##### DATASET

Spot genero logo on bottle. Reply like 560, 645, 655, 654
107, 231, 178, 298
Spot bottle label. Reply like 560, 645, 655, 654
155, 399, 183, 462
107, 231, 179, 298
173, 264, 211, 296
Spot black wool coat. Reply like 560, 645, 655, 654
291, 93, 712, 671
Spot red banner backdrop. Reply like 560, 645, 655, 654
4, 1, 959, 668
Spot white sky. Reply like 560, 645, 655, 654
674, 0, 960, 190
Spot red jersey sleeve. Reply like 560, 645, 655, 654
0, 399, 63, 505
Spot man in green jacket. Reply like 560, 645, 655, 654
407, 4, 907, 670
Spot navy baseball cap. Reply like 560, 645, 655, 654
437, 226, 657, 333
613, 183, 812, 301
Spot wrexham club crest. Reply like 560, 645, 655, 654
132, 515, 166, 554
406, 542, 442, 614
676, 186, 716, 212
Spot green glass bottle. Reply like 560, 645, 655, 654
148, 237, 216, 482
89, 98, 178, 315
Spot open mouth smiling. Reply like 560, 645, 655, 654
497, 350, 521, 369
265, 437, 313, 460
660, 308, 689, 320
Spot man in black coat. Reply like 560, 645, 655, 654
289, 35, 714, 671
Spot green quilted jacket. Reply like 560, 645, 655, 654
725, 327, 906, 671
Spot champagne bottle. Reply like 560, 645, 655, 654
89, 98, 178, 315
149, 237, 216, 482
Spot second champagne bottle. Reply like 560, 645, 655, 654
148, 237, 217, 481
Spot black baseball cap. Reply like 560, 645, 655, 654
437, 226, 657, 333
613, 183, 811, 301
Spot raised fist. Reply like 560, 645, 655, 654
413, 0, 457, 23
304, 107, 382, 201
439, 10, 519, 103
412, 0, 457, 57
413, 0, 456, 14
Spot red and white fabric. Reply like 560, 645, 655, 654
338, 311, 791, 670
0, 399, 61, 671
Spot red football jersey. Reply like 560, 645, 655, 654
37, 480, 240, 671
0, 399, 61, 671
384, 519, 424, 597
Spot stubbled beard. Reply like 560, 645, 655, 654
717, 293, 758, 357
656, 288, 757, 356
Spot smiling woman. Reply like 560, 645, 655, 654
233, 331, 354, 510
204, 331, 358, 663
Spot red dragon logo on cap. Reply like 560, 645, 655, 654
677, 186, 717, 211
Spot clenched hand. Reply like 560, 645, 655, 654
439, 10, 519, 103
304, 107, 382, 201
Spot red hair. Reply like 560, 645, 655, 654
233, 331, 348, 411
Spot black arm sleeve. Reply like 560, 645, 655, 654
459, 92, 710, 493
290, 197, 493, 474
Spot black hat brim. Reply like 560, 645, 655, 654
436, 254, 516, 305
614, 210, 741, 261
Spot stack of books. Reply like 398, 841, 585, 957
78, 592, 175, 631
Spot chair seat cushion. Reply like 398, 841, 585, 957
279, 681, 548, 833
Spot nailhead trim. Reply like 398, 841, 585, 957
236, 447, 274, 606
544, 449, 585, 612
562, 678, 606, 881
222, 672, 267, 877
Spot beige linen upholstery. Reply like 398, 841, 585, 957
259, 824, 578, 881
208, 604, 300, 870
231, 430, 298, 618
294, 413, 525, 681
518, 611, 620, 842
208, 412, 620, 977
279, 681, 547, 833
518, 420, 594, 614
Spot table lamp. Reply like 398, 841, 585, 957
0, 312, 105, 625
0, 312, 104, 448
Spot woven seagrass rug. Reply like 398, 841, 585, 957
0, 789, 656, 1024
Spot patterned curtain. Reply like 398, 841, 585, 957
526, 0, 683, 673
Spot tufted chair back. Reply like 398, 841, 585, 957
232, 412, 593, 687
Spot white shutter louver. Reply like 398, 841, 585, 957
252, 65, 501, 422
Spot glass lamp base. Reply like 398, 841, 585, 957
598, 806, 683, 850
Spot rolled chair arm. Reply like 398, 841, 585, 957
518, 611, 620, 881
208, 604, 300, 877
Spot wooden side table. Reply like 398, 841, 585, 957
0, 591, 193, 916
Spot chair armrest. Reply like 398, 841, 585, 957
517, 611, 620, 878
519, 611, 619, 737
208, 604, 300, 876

##########

PROBLEM DETAILS - Return all of the data word for word.

TASK SOLUTION -
Spot genero logo on bottle. Reply like 560, 645, 655, 654
107, 231, 178, 298
Spot bottle label. Reply like 560, 645, 655, 654
155, 399, 183, 462
107, 231, 179, 298
173, 264, 211, 296
Spot black wool coat. Reply like 560, 645, 655, 654
291, 93, 712, 671
Spot red banner backdrop. Reply like 560, 645, 655, 654
4, 1, 959, 668
Spot white sky. Reply like 560, 645, 655, 654
674, 0, 960, 190
Spot red jersey sleeve. Reply like 560, 645, 655, 654
0, 399, 63, 505
Spot man in green jacket. Reply like 560, 645, 655, 654
407, 4, 907, 670
Spot navy baseball cap. Reply like 560, 645, 655, 654
437, 226, 657, 333
613, 183, 812, 301
Spot wrexham club crest. Reply like 560, 645, 655, 654
132, 515, 166, 554
406, 542, 442, 614
676, 186, 716, 212
Spot green glass bottle. Reply like 560, 645, 655, 654
148, 237, 216, 482
89, 98, 178, 315
Spot open mouth smiling. Reply like 560, 645, 655, 654
497, 350, 521, 369
265, 437, 313, 460
660, 308, 689, 320
Spot man in black coat. Reply like 560, 645, 655, 654
289, 35, 714, 671
Spot green quilted jacket. Reply like 560, 645, 655, 654
725, 327, 906, 671
Spot champagne bottle. Reply like 560, 645, 655, 654
89, 98, 178, 315
149, 237, 216, 482
Spot second champagne bottle. Reply like 560, 645, 655, 654
148, 237, 217, 481
Spot black baseball cap. Reply like 560, 645, 655, 654
437, 226, 657, 333
613, 183, 811, 301
Spot raised fist. Reply like 560, 645, 655, 654
413, 0, 457, 23
304, 107, 382, 201
439, 10, 519, 103
412, 0, 457, 57
413, 0, 456, 14
Spot red and white fabric. Reply like 560, 645, 655, 654
338, 311, 791, 670
0, 399, 61, 671
Spot red football jersey. Reply like 560, 645, 655, 654
37, 480, 240, 671
0, 399, 61, 671
384, 519, 424, 597
Spot stubbled beard. Reply like 560, 645, 655, 654
717, 293, 758, 357
656, 288, 757, 356
Spot smiling woman. Reply like 560, 645, 655, 654
233, 331, 354, 510
204, 331, 358, 663
Spot red dragon logo on cap. Reply like 560, 645, 655, 654
677, 186, 717, 211
Spot clenched hand. Reply like 560, 645, 655, 654
439, 10, 519, 103
304, 107, 382, 201
Spot red hair. Reply like 560, 645, 655, 654
233, 331, 348, 411
Spot black arm sleeve. Reply like 560, 645, 655, 654
459, 92, 710, 493
290, 197, 493, 474
Spot black hat brim. Reply like 560, 645, 655, 654
436, 254, 516, 305
614, 210, 741, 261
Spot stack of books. Reply like 398, 841, 585, 957
78, 592, 175, 631
Spot chair seat cushion. Reply like 398, 841, 585, 957
279, 681, 548, 833
Spot nailhead trim. Reply like 398, 841, 585, 957
236, 447, 274, 606
544, 449, 585, 612
562, 678, 606, 881
222, 672, 267, 877
Spot beige linen upholstery. Reply like 398, 841, 585, 957
259, 824, 578, 881
208, 604, 300, 870
231, 430, 298, 618
294, 413, 525, 681
518, 611, 620, 842
208, 412, 620, 977
279, 681, 547, 833
518, 420, 594, 614
Spot table lamp. Reply like 398, 841, 585, 957
0, 312, 105, 625
0, 312, 104, 448
Spot woven seagrass rug. Reply like 398, 841, 585, 957
0, 789, 656, 1024
Spot patterned curtain. Reply like 398, 841, 585, 957
526, 0, 683, 673
Spot tufted chair back. Reply like 398, 841, 585, 957
232, 412, 593, 687
Spot white shutter louver. Reply like 398, 841, 585, 957
252, 65, 501, 422
Spot glass lamp base. Reply like 398, 841, 585, 957
598, 806, 683, 850
Spot rolled chair arm. Reply like 398, 841, 585, 957
518, 611, 620, 881
208, 604, 300, 877
Spot wooden side table. Reply like 398, 841, 585, 957
0, 591, 193, 916
Spot chair armrest. Reply like 398, 841, 585, 957
517, 611, 620, 878
519, 611, 619, 737
208, 604, 300, 876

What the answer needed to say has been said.